*To do*
Copy exactly the run of lines that begins at the line with "Please annotate the woman's hand" and ends at the final line of the entries.
───── Supplied material
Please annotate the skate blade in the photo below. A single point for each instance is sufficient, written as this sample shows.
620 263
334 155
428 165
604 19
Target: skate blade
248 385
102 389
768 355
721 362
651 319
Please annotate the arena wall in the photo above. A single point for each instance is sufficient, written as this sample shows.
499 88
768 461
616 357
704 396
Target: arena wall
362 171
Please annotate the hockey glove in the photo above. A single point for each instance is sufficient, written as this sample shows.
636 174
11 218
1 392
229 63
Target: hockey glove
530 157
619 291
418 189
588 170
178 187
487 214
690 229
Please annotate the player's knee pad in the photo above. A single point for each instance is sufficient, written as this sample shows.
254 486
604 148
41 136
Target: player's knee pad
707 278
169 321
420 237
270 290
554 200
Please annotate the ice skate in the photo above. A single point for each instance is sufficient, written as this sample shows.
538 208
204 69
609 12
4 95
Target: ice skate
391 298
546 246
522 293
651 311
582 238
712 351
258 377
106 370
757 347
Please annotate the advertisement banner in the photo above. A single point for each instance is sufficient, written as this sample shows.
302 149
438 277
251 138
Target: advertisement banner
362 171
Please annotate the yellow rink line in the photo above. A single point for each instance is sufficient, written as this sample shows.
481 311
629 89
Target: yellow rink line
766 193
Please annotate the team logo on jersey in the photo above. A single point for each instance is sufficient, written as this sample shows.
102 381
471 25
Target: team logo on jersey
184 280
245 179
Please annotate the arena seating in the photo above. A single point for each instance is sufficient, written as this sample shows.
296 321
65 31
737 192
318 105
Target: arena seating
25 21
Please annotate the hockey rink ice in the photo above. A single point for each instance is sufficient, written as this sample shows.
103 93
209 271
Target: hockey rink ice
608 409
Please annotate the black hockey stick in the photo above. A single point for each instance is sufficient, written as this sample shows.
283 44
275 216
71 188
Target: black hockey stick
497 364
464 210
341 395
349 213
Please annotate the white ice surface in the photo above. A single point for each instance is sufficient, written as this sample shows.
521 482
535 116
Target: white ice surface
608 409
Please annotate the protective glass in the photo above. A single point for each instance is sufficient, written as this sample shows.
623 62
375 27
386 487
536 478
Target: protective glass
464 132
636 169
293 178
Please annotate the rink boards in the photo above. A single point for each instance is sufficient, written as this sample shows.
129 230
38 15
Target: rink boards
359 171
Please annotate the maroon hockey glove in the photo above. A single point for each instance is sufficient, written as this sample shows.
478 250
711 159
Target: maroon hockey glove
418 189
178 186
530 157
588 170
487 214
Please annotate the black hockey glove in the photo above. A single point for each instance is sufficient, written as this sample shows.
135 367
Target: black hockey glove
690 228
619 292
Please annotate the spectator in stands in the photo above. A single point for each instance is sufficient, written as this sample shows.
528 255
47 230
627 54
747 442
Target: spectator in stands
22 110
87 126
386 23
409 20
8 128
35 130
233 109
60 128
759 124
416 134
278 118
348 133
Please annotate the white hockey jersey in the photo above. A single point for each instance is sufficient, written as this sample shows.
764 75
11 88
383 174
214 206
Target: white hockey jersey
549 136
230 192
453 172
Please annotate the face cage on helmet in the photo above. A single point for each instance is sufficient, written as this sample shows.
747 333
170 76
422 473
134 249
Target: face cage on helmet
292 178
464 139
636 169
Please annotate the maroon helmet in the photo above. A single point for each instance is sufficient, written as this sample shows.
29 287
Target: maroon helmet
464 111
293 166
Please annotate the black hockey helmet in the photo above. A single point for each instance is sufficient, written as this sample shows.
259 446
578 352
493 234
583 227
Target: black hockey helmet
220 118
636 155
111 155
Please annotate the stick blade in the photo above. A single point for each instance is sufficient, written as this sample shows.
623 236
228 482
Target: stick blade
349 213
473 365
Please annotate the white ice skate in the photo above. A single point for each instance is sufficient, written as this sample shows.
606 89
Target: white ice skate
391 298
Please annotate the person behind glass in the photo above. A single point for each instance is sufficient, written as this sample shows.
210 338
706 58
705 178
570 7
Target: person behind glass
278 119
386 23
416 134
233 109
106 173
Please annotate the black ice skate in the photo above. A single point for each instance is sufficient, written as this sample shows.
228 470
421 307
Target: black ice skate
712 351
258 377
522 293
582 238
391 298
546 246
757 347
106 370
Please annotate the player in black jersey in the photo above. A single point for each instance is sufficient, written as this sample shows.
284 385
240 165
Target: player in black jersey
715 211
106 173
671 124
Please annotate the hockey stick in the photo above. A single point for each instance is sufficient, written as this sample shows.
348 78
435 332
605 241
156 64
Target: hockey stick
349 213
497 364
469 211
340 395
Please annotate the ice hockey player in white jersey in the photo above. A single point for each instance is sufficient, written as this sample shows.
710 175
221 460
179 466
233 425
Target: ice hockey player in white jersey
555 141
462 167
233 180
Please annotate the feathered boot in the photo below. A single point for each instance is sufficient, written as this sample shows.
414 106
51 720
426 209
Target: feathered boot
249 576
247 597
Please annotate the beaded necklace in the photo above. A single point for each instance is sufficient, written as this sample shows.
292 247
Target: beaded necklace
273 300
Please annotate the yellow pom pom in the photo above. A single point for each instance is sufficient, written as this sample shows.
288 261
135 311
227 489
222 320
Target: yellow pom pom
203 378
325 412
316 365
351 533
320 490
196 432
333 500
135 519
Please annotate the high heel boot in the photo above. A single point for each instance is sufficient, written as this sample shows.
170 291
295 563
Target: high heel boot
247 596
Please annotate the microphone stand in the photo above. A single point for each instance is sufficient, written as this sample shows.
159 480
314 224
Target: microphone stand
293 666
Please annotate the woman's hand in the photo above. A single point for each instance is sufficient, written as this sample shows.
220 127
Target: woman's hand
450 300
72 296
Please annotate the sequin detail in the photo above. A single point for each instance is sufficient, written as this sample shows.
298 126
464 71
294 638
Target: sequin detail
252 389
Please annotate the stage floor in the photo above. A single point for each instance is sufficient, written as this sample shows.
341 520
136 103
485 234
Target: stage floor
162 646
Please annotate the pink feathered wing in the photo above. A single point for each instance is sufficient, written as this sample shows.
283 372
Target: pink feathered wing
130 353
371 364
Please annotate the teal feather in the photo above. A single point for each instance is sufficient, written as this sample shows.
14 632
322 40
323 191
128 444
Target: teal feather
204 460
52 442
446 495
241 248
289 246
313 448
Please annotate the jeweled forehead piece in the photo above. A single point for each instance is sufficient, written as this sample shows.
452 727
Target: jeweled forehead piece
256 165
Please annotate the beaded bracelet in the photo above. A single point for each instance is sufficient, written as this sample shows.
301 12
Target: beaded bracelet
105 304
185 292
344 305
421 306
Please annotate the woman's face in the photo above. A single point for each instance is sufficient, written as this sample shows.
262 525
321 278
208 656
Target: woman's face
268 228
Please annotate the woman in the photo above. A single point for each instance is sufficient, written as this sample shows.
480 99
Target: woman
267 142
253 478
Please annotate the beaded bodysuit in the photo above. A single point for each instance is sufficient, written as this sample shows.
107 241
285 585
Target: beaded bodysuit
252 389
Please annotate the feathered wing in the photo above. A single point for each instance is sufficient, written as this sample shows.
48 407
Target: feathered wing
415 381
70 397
──────────
*Response*
Please annotate the woman's hand in the photo above. A single point for each instance is sufficient, written as this sample shows.
220 127
Target: woman's hand
450 300
72 296
Please annotate the sequin detail in the photo above. A single point for each instance is sufficient, written as this sample shows.
298 126
464 71
294 638
Target: sequin detail
252 389
Please annotate the stage floor in the photo above. A single point for each instance is sufficient, written as this sample shows.
341 520
136 103
485 234
Target: stage floor
162 646
Please annotate the pink feathered wing in the photo above. A single point for each instance is sufficient, written as this sample shows.
283 372
Target: pink feathered wing
130 353
371 364
Please annotate the teal feather in the photo above. A single point for each instance is sufficient, written as this sample shows.
14 632
322 40
323 191
128 444
Target: teal feather
204 460
52 442
446 495
241 248
289 246
313 448
Please annotate the jeweled forehead piece in the photo above. A single point for each instance is sufficient, written as this sample shows.
452 727
Target: jeweled forehead piece
256 165
Please annotate the beaded bracelet in the photo above. A single point for each instance is sufficient, written as this sample shows.
301 12
Target: beaded bracelet
105 304
185 292
344 305
421 306
Please annotate the woman's face in the photo above. A single point for each instance is sufficient, written as this sample shows.
262 525
321 278
208 656
Target: woman's face
268 228
Please annotate the woman in the photo above. A single point for each instance is sufficient, written as this sample shows.
480 99
Target: woman
267 142
253 478
Please annotate the beaded bodysuit in the photo above. A single point for each instance is sufficient, written as this sample shows.
107 241
285 585
Target: beaded bodysuit
252 389
Please annotate the feathered wing in the photo above. A single point for each instance is sufficient, written as this sample shows.
48 407
Target: feathered wing
415 381
70 397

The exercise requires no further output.